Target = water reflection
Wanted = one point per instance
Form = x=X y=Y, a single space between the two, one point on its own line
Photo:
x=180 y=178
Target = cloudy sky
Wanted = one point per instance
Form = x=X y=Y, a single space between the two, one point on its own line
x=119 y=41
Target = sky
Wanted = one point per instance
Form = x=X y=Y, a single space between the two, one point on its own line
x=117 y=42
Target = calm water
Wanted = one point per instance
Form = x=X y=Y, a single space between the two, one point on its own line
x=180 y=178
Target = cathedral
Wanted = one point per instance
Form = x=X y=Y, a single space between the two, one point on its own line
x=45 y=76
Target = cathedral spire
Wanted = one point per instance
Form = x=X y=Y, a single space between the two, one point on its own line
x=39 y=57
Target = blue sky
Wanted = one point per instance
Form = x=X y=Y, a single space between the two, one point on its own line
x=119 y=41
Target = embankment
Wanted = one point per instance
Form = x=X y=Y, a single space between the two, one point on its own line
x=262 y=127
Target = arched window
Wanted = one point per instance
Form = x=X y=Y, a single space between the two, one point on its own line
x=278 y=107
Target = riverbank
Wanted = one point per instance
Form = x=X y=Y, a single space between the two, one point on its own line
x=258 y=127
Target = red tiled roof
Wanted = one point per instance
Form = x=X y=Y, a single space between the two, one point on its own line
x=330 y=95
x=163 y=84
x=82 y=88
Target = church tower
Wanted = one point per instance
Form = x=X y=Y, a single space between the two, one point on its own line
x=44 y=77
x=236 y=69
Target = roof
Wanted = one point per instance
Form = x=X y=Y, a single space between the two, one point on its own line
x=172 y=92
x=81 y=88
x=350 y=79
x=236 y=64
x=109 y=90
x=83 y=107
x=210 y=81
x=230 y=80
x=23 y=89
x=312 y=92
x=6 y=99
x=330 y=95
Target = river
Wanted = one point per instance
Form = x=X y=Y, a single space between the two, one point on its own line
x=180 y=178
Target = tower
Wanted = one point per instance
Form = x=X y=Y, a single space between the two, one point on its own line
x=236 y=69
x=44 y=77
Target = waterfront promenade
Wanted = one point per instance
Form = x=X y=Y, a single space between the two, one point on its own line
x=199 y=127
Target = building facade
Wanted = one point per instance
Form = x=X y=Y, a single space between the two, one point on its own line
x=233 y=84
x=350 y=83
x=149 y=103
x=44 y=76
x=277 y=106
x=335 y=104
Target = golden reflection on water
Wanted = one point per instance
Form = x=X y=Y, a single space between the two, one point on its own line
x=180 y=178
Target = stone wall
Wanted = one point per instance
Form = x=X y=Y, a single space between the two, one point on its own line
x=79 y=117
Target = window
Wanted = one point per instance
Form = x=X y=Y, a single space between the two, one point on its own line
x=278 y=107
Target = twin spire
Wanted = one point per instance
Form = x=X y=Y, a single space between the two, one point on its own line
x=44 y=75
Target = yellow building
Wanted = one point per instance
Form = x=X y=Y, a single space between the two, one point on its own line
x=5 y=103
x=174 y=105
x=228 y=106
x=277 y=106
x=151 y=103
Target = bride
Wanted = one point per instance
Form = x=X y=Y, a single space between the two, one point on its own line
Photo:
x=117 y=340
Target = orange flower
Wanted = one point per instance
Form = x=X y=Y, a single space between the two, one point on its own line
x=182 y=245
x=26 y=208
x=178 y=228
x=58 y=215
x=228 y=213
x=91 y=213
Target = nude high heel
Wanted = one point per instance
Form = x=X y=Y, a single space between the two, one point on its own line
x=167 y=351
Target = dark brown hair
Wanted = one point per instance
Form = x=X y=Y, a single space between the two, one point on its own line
==
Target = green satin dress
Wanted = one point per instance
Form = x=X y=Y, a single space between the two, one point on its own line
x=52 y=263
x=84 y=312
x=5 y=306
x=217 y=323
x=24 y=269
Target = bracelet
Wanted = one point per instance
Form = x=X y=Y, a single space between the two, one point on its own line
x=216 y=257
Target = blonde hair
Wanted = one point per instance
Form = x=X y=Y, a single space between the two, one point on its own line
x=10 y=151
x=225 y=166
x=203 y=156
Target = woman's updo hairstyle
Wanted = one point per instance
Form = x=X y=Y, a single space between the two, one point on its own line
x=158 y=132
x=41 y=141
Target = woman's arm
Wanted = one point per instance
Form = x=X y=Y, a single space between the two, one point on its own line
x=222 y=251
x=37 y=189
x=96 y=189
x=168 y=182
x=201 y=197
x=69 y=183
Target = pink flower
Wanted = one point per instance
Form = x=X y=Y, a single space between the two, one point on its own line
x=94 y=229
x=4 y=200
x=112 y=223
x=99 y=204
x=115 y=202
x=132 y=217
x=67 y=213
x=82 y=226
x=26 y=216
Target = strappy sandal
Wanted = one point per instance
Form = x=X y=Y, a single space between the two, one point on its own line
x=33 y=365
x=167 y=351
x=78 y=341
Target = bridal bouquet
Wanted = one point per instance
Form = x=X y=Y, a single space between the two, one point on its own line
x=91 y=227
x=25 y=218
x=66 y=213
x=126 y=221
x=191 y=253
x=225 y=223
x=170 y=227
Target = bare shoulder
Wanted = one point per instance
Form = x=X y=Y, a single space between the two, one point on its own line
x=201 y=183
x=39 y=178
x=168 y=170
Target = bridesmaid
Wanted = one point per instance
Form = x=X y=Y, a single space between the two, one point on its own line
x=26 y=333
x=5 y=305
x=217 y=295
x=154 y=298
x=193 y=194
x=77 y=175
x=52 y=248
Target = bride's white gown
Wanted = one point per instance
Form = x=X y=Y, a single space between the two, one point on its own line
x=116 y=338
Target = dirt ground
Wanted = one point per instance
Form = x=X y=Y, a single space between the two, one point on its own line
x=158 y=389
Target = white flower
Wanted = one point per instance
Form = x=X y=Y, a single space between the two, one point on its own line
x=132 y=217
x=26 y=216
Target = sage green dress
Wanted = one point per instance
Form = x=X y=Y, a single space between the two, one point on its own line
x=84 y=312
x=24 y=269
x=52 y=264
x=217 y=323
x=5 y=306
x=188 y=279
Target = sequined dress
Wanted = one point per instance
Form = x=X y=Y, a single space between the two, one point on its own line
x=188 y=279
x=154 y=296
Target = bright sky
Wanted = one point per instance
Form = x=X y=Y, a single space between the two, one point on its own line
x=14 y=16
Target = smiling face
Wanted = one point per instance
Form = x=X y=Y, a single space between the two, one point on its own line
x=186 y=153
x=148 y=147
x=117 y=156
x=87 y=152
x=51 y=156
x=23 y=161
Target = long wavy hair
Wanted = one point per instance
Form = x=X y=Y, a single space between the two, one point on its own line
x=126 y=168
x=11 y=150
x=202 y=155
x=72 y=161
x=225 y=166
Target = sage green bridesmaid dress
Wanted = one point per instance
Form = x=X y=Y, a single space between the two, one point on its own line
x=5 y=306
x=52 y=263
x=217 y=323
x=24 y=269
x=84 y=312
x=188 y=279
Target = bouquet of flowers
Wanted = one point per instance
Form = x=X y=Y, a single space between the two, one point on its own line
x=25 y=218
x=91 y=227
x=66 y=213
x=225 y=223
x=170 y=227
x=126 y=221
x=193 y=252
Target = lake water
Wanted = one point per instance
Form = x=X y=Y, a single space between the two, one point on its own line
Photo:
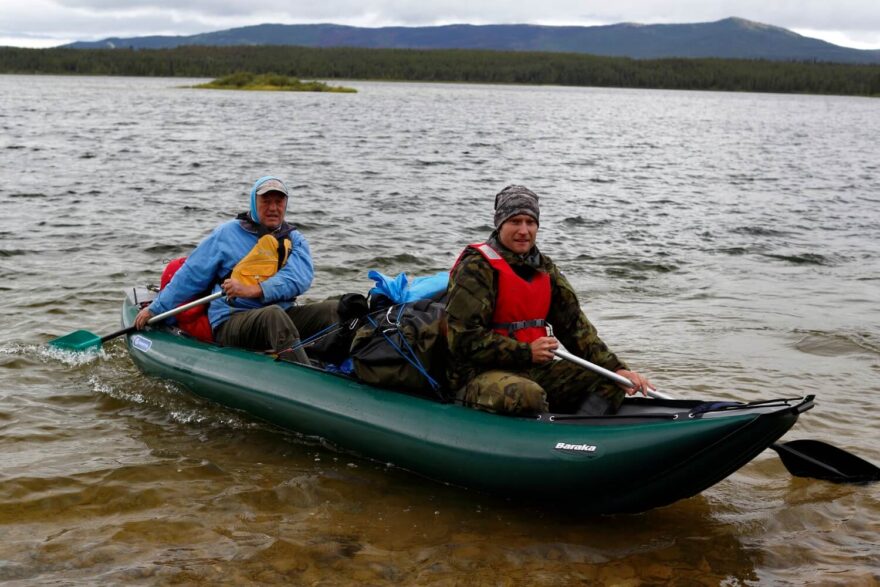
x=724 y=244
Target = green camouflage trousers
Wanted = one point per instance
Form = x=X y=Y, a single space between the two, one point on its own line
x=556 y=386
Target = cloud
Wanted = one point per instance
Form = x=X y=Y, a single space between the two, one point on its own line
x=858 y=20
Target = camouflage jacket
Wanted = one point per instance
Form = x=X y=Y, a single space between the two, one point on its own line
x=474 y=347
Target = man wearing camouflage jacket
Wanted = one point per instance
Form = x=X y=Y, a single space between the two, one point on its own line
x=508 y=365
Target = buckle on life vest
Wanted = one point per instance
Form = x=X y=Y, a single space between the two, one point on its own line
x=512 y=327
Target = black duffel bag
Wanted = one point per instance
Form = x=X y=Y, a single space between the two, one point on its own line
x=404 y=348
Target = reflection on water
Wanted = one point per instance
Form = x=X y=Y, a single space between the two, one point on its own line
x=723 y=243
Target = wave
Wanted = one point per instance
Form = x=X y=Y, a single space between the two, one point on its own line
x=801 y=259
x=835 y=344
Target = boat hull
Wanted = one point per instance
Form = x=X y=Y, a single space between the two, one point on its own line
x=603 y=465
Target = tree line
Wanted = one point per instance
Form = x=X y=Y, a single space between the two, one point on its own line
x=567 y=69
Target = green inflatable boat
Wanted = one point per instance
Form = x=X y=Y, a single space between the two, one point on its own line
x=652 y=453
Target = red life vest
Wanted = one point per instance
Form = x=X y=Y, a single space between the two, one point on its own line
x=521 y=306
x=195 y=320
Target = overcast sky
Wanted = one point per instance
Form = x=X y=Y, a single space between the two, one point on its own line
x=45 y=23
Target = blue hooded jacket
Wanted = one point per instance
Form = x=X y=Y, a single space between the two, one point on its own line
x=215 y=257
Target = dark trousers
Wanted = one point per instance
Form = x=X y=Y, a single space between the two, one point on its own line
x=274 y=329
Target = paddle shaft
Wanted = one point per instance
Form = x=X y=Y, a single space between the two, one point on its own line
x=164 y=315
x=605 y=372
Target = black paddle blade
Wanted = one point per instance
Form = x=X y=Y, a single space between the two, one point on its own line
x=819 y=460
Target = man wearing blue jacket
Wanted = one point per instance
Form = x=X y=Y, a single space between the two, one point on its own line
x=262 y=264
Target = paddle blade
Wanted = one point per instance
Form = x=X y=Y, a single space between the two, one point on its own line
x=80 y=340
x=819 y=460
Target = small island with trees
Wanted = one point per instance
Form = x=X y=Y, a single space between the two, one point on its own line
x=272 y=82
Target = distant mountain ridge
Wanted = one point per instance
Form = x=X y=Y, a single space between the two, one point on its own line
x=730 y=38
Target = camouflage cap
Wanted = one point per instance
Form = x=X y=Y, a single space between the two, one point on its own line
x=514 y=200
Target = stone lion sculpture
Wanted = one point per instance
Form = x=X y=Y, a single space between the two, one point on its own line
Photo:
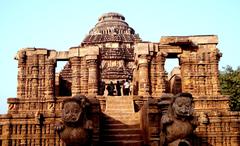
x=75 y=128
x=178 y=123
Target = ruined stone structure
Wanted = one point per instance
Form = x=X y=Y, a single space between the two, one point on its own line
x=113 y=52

ACTIVITY » Write out each line of the data that holds the string "green".

ANSWER TO THIS TASK »
Target = green satin dress
Target = sage green dress
Target = sage green bridesmaid dress
Target = green camouflage trousers
Target = green inflatable boat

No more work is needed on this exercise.